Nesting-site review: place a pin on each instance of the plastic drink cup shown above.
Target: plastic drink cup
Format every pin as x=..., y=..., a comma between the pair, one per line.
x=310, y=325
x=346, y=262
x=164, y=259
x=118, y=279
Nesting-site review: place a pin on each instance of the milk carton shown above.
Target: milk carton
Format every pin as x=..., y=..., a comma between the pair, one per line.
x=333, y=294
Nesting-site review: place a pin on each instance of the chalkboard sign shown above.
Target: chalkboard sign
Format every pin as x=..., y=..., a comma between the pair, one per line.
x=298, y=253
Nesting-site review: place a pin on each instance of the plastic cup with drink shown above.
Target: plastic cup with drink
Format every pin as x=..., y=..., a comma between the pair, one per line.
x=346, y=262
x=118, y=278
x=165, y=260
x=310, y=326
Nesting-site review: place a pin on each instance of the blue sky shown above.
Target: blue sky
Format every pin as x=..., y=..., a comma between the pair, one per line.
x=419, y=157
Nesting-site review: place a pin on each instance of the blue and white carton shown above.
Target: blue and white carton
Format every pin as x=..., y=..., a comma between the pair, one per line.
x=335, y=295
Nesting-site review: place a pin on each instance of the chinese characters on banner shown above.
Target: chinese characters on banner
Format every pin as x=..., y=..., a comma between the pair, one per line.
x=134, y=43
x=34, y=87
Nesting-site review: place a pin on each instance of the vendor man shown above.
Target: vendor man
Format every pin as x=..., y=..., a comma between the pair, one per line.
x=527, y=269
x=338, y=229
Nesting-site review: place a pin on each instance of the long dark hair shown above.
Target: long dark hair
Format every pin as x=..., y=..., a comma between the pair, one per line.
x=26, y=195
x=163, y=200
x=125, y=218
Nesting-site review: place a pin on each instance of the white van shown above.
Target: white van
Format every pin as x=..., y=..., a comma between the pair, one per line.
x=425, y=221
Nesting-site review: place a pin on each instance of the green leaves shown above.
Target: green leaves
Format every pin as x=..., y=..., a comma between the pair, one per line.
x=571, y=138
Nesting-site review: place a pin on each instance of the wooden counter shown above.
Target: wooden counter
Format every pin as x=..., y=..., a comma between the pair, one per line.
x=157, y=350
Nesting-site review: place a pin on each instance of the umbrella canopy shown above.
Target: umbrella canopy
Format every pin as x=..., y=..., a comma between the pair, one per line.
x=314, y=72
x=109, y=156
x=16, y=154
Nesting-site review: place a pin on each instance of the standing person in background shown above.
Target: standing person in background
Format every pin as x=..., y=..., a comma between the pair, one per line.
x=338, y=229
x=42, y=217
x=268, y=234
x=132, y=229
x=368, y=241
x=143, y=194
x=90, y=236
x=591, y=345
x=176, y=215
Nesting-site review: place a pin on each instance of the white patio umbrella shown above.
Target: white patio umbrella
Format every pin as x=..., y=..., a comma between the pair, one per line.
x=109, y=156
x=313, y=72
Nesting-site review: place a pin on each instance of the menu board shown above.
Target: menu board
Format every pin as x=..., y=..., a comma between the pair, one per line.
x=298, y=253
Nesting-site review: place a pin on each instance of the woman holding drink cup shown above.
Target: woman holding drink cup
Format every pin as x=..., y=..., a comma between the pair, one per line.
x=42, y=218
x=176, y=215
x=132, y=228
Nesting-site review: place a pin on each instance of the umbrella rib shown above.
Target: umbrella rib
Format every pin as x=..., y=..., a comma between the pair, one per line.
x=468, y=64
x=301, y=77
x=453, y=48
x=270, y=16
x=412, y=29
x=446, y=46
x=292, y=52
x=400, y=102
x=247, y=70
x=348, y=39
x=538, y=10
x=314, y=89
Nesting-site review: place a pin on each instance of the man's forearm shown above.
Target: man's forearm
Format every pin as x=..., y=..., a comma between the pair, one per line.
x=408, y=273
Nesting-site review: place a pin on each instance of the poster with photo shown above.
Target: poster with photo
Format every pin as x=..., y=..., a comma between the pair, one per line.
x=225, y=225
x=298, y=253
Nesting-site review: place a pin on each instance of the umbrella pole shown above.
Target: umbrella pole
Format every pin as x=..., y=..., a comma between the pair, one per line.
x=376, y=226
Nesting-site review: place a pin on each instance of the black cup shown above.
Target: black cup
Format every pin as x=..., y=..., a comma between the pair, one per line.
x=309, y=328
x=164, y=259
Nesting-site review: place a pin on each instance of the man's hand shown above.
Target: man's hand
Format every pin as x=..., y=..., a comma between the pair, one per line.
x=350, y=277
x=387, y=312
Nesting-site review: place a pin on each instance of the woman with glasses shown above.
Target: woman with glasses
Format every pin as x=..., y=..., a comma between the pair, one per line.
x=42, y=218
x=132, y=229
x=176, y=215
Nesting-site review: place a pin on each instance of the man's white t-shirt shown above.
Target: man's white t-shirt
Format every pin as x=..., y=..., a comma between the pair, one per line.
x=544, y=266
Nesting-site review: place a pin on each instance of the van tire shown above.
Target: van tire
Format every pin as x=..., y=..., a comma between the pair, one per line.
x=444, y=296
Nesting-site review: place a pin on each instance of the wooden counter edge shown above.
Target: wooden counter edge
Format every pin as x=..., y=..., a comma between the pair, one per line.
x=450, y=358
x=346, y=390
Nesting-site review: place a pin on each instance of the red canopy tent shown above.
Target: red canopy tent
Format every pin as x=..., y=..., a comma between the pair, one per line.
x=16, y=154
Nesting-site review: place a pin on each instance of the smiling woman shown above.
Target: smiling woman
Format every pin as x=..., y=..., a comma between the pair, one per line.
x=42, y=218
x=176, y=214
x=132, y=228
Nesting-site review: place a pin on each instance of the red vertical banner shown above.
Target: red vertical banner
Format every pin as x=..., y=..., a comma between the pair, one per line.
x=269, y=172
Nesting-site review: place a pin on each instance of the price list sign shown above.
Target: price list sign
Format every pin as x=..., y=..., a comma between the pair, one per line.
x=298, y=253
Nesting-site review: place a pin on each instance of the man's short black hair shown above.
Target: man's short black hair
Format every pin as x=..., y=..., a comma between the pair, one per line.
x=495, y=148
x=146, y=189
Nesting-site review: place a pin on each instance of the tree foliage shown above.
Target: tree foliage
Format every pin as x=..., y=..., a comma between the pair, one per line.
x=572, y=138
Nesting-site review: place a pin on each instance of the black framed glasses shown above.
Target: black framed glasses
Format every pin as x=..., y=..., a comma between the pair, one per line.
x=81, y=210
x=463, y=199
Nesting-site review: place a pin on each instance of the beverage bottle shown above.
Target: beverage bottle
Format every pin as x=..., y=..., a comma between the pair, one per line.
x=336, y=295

******************************

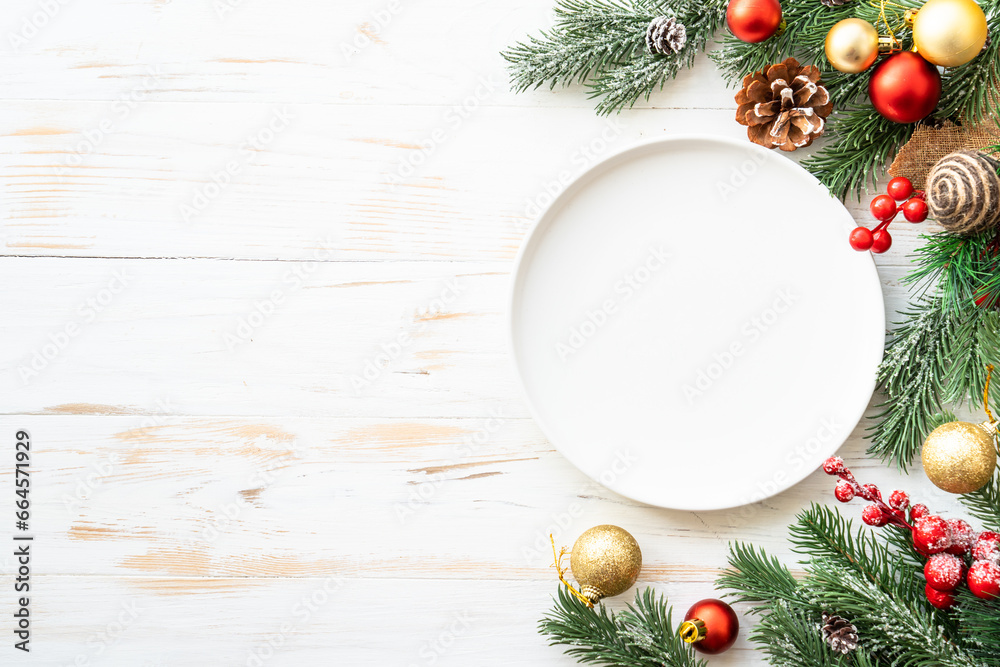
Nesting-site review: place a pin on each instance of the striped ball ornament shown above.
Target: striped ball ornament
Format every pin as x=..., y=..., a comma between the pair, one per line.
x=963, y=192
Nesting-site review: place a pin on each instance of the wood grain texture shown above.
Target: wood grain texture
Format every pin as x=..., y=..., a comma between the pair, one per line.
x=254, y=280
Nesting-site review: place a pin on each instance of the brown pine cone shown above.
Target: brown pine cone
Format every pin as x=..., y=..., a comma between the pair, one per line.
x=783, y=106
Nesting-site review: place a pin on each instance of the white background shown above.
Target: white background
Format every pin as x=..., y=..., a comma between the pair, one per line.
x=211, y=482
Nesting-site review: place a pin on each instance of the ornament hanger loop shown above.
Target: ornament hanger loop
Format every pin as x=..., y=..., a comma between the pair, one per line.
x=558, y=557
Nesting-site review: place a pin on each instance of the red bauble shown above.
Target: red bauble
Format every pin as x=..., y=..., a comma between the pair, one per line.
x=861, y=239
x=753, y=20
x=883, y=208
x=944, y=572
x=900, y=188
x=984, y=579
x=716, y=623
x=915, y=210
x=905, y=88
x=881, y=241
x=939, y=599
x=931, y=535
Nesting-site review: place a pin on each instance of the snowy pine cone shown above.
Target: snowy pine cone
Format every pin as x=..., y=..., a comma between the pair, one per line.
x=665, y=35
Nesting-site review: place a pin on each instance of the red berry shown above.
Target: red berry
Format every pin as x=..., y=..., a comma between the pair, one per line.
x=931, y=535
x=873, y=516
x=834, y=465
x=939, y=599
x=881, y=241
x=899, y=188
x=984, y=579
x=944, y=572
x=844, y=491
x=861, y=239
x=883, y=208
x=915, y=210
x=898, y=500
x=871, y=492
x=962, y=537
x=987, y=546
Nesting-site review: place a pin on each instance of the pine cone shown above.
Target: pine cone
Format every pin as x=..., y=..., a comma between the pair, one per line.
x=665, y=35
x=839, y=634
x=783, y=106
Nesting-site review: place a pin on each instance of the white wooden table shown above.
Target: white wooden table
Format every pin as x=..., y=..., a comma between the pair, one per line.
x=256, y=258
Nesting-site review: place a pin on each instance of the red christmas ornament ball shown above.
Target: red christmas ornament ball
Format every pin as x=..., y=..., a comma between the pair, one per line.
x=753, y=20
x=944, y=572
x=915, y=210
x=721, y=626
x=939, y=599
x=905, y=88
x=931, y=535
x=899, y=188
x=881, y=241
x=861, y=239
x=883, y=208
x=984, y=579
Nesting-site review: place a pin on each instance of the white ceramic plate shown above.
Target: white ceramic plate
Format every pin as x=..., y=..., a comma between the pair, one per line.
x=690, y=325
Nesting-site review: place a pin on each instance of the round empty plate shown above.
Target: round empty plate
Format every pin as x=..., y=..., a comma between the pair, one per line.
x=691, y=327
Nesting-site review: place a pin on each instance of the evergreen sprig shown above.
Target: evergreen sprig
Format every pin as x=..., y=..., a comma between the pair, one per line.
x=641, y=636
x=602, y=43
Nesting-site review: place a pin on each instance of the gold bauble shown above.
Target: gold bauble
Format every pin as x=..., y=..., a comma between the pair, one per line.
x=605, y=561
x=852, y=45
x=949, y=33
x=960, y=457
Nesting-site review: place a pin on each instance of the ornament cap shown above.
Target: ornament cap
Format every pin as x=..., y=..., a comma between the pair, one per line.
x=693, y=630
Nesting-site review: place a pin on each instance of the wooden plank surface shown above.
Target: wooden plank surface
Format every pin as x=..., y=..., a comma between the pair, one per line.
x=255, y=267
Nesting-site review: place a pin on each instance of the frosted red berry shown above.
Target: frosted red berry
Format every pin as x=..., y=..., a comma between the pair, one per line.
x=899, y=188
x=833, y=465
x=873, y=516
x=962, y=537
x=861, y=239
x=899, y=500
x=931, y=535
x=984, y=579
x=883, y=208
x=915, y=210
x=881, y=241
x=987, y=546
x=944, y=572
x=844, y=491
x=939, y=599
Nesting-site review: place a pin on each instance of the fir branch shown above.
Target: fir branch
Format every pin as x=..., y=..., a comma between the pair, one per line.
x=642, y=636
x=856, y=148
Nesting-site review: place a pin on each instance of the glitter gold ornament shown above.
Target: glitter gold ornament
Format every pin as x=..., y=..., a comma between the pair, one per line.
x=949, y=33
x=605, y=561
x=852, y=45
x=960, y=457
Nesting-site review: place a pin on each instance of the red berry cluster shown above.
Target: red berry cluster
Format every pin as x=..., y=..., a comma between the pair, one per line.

******************************

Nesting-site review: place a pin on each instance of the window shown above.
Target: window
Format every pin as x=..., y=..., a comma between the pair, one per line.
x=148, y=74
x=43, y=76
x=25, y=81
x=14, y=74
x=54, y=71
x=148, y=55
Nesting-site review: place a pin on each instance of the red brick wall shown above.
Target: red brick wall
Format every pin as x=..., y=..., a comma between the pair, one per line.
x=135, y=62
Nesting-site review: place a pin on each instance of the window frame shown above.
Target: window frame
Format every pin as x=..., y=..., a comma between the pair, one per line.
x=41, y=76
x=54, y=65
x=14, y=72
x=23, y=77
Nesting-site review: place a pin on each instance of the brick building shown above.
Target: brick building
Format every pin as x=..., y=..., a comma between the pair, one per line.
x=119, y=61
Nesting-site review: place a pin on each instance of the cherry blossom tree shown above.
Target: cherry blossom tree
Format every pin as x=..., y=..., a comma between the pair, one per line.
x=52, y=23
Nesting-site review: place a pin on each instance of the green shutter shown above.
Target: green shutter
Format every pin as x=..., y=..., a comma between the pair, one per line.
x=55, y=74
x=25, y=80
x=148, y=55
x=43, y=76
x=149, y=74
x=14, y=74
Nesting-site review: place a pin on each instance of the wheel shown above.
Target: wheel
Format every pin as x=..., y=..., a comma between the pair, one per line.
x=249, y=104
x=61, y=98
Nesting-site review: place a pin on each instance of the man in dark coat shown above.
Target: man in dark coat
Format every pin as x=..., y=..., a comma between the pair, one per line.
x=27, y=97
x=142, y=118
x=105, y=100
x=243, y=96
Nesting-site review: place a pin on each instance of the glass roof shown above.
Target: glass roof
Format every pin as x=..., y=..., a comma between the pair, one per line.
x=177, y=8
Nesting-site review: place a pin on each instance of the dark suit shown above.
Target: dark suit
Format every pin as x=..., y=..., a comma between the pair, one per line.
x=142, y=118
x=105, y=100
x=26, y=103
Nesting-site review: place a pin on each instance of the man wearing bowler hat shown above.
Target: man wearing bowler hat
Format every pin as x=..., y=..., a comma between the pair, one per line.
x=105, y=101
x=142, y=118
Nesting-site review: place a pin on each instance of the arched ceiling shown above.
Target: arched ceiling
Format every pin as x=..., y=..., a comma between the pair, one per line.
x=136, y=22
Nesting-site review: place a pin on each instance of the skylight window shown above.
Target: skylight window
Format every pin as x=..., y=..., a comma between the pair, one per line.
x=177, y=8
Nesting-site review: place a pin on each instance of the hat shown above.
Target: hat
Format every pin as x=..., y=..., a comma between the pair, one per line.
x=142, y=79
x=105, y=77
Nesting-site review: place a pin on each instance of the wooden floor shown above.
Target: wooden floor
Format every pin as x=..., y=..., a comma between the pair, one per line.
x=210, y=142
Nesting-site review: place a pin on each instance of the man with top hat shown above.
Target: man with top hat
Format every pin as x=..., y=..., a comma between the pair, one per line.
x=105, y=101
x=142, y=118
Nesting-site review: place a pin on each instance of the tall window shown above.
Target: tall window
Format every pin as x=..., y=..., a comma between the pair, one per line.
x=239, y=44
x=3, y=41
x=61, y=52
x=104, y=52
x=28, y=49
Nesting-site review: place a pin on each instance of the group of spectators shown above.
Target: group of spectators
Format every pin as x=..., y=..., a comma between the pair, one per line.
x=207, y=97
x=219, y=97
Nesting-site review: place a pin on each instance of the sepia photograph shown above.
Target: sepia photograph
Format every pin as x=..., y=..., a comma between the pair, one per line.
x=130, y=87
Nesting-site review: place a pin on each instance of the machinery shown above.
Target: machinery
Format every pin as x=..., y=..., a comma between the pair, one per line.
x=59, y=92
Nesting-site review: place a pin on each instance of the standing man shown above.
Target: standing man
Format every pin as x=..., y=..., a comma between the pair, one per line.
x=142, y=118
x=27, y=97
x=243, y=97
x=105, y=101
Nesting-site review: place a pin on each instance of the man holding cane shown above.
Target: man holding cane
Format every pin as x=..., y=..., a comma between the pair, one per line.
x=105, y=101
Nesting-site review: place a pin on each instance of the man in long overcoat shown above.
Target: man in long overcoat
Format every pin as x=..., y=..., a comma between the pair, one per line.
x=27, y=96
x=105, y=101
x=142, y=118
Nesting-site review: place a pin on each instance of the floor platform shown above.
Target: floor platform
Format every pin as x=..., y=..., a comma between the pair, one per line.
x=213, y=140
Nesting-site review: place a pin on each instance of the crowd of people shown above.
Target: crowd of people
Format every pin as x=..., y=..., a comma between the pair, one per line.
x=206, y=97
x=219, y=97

******************************

■ **Stated goal**
From the items above, take the part that opens with the line containing "t-shirt shown above." and closes with the line containing "x=346, y=390", both included. Lay out those lines alone as a JSON list of strings, one string per line, with any blank lines left out.

■ **The response**
[
  "Nesting-site review: place a pin on each instance of the man's white t-shirt shown above.",
  "Target: man's white t-shirt",
  "Format every pin as x=..., y=..., a comma between the pair, one per line.",
  "x=544, y=266",
  "Nesting-site review: place a pin on each instance of the van tire shown above.",
  "Target: van tire",
  "Format every pin as x=..., y=..., a comma between the pair, one per line.",
  "x=444, y=296",
  "Nesting-site review: place a pin on each instance of the wooden counter edge shown above.",
  "Target: wooden counter edge",
  "Format every pin as x=..., y=..., a comma between the pair, one per line.",
  "x=450, y=358",
  "x=346, y=390"
]